He previously pleaded guilty but mentally ill and will serve 3 years for each death.

According to a plea deal in the case, the judge could have imposed a sentence between 3 and 9 years.  Before handing down the maximum punishment, the judge said the deaths were preventable if the suspect had simply driven responsibly.

Walking to court Pollard stayed quiet and later declined to apologize to the family of the three people he killed when given a chance by the judge.

In court Joey Koons, who lost his wife Alanna and their 18-month-old twins June and Ruby, tearfully described living a life of pain and sorrow.

Exactly one year ago this week, Pollard was behind the wheel of his semi on 465 when he failed to notice traffic had slowed for construction.

The crash happened near the Keystone Avenue exit around noon on July 14, 2019. Pollard was subsequently arrested.

State Police claim Pollard never hit his brakes before the impact that caused a chain reaction crash.

“This was a tragedy.  Obviously Mr. Pollard should not have been driving.  He’s a bad driver, but he’s mentally ill and I hope he gets some help with that,” said Pollard’s attorney Jack Crawford.

Attorney Crawford pointed out his client suffers from mental illness and blames the trucking industry for allowing pollard to drive a big rig for a living.

According to medical reports, Pollard has been treated for numerous psychiatric illnesses starting in 2015.  Last year doctors ruled Pollard competent to stand trial.

“I think the trucking company that hired him in June without checking his background and the Missouri Department of Transportation bear some responsibility,” said Crawford.

Data extract:
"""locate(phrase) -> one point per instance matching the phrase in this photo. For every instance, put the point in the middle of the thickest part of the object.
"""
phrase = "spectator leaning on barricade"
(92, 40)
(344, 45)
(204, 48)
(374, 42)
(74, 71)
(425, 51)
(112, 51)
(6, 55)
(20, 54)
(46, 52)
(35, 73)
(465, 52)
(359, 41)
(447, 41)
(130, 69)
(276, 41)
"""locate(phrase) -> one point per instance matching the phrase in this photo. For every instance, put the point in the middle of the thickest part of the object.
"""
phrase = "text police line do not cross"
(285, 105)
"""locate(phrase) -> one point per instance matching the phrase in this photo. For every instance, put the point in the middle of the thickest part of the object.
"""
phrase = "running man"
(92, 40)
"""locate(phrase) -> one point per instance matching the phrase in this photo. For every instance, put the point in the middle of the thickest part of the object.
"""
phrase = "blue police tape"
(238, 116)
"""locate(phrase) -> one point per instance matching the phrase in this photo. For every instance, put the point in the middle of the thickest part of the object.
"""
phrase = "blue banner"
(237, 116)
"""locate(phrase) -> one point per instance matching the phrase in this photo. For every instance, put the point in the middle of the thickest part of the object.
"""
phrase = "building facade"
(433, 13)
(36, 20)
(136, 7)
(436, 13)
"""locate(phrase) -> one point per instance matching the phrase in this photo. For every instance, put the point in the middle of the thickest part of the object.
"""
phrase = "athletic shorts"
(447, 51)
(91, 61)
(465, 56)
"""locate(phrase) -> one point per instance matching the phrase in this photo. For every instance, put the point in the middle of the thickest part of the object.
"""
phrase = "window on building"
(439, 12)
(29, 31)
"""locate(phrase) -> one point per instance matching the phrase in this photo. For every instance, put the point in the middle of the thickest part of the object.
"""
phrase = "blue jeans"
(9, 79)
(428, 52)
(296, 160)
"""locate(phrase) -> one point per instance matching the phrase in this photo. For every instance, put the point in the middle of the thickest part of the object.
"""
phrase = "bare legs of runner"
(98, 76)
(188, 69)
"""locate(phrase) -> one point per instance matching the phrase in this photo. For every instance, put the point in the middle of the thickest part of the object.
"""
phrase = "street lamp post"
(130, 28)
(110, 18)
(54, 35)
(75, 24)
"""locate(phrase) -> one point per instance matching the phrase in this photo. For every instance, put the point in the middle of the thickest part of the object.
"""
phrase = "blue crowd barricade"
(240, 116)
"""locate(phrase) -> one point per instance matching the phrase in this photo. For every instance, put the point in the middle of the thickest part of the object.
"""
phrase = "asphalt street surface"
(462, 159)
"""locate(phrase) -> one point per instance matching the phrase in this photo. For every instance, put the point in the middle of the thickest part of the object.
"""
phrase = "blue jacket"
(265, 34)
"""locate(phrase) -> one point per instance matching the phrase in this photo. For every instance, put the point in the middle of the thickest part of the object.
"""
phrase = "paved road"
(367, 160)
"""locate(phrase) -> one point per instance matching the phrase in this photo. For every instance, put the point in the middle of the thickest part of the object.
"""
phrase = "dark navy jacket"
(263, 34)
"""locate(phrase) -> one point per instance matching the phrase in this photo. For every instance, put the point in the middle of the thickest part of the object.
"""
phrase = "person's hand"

Work task 1: In the sentencing article, near which exit did the crash happen?
Work task 2: Extend the sentencing article past its last sentence.
The lines are not needed for these tasks.

Written answer 1: Near the Keystone Avenue exit.

Written answer 2:
It turns out Pollard had been fired from a different trucking company following a complaint and crash just months before the deadly collision on 465.

“Our highways are crowded with trucks and we have too few good truck drivers.  They have to be screened more carefully to prevent this very type of thing,” said Crawford.

While Pollard didn’t speak in his own defense, his brother told the court he urged Pollard to retire from truck driving before the fatal crash.

For their part, the mother, father and younger sister of Alanna Koons all spoke to Pollard in court.   All three asked for the maximum 9 year sentence, but said they forgave him for his reckless behavior.

Pollard has been given one year of credit for time served in the county jail.  He does have the right to appeal the sentence.

Pollard will get psychiatric treatment while serving his sentence.

“The Koons family experienced a heart-wrenching tragedy with the loss of Alanna, June and Ruby,” Marion County Prosecutor Ryan Mears said. “As drivers on our roadways, we have the obligation to be vigilant and observe traffic and warning signs to keep motorists and roadworkers safe. Mr. Pollard’s failure to do so resulted in devastating consequences.”